Identify every line in the items below that contains the string "exact" and copy each of those lines.
========================================================================
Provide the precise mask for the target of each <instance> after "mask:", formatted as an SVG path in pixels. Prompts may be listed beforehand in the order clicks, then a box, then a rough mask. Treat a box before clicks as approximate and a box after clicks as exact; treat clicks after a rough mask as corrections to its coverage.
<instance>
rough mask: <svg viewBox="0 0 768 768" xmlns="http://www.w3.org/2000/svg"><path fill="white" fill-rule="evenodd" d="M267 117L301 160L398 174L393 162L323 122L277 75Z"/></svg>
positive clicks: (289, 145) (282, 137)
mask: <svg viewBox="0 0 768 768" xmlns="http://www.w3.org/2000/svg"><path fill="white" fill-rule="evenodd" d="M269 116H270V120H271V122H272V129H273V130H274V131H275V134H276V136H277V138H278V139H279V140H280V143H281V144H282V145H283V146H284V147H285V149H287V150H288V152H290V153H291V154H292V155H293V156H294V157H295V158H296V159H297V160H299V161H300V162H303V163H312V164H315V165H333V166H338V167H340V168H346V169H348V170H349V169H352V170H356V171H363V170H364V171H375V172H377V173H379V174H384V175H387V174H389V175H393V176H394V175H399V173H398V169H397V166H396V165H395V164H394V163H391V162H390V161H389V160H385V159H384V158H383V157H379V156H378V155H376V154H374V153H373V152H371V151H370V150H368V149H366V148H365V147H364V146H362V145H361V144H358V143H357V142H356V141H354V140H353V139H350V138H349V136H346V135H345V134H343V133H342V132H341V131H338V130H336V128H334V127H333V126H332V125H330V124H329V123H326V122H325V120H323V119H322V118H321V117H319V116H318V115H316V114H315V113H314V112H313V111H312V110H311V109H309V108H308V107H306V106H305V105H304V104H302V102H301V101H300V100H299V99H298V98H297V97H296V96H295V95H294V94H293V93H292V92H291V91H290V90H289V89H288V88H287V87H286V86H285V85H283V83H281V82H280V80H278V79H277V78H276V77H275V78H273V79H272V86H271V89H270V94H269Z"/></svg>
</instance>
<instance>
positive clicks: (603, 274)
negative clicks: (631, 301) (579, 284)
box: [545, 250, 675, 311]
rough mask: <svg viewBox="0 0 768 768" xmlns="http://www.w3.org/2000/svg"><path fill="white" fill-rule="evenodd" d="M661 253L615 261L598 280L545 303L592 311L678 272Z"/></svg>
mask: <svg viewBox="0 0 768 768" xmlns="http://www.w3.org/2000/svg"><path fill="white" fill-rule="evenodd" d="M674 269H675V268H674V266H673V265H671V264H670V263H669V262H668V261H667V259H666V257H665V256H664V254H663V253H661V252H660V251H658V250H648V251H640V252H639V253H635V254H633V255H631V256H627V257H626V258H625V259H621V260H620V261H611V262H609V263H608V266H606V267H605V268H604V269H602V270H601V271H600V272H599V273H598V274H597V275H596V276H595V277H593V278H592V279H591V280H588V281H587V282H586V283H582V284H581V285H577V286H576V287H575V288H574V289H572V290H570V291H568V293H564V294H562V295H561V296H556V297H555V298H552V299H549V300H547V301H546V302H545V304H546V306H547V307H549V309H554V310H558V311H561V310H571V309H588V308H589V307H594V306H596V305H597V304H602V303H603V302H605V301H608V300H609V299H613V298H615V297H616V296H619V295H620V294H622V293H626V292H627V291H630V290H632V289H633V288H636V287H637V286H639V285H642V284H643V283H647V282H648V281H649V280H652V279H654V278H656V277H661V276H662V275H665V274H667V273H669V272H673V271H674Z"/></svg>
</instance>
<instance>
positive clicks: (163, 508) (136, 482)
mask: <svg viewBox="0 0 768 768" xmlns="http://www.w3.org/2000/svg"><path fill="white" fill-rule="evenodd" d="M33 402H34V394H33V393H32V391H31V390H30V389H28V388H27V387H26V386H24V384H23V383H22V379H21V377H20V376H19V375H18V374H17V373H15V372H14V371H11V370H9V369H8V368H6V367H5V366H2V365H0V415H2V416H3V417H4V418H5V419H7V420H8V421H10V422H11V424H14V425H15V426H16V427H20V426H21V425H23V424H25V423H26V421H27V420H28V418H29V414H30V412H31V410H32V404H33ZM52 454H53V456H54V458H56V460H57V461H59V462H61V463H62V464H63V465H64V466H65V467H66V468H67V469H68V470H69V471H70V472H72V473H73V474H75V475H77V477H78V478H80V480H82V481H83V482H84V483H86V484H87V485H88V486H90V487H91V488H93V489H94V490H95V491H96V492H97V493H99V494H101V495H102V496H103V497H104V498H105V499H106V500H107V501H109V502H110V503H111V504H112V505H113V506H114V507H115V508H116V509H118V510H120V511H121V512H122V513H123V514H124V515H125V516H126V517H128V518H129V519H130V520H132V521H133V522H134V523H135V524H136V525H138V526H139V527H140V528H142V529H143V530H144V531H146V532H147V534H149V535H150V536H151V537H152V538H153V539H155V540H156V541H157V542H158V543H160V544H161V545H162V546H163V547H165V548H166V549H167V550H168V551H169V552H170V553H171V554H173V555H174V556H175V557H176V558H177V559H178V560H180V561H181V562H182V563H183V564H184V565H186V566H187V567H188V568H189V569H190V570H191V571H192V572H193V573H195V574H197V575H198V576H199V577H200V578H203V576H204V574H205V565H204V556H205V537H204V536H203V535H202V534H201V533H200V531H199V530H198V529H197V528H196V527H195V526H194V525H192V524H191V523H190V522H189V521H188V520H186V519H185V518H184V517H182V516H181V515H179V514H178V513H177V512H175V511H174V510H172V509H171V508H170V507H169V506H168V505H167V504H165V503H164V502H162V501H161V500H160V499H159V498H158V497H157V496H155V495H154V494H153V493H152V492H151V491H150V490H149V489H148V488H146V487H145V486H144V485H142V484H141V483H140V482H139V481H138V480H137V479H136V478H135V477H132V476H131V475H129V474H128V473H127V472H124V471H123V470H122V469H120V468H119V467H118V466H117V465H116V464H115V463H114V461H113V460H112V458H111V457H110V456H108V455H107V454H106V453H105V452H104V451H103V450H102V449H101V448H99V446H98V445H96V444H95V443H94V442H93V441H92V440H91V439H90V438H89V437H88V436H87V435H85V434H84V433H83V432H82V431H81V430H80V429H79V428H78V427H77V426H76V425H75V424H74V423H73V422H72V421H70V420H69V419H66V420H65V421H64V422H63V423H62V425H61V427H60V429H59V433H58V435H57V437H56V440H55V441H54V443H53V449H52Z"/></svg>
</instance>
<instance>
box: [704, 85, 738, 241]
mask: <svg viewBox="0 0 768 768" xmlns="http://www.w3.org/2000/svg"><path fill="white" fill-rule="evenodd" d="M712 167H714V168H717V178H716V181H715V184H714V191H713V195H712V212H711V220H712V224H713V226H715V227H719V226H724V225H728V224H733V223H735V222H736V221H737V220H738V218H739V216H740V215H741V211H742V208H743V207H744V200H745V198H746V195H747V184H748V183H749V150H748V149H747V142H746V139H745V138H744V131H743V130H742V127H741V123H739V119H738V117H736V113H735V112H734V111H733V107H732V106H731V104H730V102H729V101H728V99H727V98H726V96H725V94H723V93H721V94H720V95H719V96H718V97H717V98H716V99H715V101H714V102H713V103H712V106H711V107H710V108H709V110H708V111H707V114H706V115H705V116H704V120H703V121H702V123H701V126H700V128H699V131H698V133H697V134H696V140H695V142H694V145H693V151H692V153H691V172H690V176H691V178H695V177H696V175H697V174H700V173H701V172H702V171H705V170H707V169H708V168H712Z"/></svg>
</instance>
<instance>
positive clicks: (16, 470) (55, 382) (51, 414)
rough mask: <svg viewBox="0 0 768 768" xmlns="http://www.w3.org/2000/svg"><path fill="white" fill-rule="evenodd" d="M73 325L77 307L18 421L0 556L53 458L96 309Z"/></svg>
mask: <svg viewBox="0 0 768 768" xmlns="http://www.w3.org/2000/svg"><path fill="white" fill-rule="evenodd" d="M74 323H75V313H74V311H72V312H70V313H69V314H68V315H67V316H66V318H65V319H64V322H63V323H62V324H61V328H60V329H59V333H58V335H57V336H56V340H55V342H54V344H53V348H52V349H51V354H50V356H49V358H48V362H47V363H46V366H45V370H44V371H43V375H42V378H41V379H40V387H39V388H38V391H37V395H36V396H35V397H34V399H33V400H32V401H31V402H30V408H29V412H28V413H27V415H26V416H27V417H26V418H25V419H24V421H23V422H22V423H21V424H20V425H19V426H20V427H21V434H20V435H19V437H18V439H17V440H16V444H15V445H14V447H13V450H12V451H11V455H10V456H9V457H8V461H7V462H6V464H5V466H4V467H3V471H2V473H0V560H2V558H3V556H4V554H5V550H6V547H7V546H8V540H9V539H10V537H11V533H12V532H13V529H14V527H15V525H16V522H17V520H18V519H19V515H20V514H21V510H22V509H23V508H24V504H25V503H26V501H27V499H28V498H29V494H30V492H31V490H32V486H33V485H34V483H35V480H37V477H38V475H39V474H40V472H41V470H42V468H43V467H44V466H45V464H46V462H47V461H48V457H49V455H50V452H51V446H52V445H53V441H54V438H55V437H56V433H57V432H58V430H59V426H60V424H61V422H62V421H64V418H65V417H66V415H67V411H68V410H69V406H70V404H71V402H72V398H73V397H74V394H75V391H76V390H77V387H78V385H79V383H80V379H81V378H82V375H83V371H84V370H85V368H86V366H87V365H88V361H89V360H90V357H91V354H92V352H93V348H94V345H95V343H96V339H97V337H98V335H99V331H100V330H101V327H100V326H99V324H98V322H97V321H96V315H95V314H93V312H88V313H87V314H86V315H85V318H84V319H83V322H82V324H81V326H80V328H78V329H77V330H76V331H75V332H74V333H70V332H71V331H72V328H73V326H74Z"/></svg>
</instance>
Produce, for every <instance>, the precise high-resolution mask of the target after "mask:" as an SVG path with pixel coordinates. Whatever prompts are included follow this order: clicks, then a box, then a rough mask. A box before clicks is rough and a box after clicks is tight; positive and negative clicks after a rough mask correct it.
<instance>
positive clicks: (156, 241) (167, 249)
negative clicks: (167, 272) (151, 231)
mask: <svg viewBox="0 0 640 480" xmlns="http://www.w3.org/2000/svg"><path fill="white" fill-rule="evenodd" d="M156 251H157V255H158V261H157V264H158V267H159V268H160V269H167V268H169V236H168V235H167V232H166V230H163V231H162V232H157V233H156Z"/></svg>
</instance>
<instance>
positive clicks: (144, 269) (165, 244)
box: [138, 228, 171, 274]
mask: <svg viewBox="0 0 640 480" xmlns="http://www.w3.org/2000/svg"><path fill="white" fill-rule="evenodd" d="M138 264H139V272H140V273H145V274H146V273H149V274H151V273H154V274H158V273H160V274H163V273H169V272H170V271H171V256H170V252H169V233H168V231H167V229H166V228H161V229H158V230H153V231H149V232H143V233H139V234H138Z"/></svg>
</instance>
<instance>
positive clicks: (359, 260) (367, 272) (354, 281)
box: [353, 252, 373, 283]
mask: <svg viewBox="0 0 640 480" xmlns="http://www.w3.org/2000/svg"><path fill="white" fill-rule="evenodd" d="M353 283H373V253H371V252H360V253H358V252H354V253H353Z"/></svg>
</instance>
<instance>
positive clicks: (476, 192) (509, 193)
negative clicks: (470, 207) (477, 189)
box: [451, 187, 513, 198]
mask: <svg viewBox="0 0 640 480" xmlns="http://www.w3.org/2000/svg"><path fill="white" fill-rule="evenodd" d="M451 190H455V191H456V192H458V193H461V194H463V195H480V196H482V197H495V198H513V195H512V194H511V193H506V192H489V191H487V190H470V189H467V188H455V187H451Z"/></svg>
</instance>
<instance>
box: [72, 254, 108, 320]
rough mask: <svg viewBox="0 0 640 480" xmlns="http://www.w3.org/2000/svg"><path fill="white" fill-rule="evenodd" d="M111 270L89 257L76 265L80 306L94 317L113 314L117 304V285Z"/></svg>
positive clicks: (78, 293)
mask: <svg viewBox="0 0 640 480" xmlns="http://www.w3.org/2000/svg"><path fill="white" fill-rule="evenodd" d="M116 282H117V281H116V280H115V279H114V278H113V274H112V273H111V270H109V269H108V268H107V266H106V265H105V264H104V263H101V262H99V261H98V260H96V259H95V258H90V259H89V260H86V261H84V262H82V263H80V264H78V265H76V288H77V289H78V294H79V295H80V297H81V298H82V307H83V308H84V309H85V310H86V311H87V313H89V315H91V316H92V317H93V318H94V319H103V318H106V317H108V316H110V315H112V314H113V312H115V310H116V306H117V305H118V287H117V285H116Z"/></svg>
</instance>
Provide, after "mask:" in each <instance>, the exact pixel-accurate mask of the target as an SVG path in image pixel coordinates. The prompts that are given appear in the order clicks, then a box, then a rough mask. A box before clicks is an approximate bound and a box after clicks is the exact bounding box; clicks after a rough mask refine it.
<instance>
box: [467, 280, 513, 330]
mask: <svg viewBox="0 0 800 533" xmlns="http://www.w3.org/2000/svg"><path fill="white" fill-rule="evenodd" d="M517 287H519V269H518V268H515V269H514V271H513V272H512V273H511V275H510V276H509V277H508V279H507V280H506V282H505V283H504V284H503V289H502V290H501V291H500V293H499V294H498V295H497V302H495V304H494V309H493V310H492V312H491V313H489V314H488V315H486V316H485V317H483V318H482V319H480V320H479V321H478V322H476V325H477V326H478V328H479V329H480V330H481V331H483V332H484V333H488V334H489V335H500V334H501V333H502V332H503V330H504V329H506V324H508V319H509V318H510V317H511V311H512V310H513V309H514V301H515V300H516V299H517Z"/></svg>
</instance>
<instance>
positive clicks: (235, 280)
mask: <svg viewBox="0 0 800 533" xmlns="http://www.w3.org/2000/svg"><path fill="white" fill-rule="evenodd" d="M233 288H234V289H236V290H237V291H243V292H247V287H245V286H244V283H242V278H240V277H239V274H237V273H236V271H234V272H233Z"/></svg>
========================================================================
**Response:**
Provide the precise mask for the target of each <instance> after "mask:", formatted as an SVG path in pixels. Prompts may be listed beforehand in the order clicks, then a box, then a rough mask. Treat a box before clicks as approximate and a box after clicks as exact; treat clicks after a rough mask as corrections to its coverage.
Provide, after "mask:" in each <instance>, the exact pixel-accurate mask of the target as an SVG path in image pixel coordinates. The prompts that are given appear in the order clicks, then a box, then a rough mask. A box before clicks is an approximate bound and a box after clicks is the exact bounding box; clicks after a rough mask refine it.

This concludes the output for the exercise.